══ Listed entries ══
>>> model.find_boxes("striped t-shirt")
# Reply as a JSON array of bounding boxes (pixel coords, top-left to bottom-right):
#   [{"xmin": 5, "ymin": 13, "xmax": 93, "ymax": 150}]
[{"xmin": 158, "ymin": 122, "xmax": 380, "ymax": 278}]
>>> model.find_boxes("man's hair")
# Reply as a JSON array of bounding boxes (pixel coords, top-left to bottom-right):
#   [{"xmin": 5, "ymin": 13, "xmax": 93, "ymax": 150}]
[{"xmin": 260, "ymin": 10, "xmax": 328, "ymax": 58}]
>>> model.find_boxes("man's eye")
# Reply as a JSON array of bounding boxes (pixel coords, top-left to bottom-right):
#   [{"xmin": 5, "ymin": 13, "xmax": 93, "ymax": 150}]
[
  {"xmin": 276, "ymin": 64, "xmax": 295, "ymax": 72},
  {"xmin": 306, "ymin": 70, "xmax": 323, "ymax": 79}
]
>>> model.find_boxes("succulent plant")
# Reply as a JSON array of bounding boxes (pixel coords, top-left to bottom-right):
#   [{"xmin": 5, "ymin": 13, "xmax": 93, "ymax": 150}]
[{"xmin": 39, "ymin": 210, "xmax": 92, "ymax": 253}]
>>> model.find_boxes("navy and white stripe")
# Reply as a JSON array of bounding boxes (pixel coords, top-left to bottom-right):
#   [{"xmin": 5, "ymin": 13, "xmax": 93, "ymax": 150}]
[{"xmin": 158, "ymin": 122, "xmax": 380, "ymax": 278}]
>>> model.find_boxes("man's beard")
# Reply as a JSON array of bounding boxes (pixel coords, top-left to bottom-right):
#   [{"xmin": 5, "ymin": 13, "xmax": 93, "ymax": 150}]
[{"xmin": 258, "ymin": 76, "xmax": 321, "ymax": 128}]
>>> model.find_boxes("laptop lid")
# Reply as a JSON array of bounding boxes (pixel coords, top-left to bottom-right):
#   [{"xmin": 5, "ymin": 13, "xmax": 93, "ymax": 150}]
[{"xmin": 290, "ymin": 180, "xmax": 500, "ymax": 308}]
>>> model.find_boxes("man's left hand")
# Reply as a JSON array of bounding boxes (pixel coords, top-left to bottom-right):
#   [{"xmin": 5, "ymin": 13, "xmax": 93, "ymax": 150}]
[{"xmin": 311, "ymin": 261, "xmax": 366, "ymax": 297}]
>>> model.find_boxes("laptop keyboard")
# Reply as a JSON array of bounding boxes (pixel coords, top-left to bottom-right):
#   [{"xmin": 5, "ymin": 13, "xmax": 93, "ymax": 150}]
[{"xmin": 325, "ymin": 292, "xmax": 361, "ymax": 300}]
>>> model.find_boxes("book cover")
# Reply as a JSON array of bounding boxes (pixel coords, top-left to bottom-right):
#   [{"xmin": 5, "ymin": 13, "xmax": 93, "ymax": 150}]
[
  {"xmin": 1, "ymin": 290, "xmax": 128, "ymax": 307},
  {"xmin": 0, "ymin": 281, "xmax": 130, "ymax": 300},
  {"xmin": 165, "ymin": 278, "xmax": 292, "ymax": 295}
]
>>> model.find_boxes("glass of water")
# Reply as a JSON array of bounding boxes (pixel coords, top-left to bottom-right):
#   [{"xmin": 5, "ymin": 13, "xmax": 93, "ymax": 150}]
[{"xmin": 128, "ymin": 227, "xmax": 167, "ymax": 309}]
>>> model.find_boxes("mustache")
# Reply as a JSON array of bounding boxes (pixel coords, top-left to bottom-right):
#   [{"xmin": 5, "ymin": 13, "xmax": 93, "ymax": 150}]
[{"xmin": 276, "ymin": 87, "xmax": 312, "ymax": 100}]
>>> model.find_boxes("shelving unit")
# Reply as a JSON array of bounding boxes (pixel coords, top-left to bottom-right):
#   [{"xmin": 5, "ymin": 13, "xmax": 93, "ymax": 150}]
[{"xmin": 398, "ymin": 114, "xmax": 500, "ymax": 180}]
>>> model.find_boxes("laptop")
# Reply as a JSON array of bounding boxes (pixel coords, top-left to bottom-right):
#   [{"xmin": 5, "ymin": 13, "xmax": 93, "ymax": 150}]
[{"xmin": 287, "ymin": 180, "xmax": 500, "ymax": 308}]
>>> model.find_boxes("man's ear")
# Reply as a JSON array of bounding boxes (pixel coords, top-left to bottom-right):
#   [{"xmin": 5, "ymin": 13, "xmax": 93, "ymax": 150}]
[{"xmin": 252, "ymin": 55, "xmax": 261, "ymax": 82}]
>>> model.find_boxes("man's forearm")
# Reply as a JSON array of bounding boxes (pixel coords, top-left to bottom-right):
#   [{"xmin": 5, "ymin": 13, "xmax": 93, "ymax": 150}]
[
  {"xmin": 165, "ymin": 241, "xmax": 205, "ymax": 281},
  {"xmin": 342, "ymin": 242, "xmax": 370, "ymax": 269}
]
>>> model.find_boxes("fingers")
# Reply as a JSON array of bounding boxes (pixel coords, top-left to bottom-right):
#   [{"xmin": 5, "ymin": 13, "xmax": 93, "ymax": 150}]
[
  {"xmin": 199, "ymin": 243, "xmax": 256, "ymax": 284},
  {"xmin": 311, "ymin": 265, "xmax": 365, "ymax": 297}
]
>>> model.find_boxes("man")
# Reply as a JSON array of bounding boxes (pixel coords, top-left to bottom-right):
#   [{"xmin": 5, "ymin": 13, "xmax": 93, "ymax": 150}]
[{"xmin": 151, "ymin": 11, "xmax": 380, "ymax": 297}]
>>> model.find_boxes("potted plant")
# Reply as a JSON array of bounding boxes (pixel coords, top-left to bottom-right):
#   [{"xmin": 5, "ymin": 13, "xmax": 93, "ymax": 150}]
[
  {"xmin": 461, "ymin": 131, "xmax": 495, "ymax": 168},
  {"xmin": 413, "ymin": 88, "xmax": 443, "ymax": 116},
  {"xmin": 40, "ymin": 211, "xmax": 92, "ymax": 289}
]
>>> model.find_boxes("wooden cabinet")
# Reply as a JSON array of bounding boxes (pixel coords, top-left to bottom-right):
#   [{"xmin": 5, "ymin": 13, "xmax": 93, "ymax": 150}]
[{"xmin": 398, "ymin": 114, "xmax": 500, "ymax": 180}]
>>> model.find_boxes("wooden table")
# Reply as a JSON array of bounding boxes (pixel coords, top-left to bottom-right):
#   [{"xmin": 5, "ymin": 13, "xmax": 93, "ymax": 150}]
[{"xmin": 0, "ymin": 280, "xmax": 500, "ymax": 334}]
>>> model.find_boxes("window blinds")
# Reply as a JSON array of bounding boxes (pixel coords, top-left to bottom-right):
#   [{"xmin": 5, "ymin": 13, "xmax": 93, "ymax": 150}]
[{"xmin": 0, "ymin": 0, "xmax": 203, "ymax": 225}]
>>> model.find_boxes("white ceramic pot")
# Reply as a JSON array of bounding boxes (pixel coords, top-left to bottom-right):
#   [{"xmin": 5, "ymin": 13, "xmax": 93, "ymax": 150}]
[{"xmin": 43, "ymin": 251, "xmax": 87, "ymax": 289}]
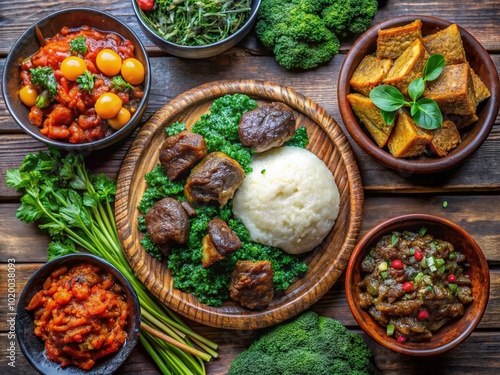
═══
- [Task prompt]:
Count the lines in the listing above that contain the string "plant". Reply with the number alone.

- [Answer for this exercise]:
2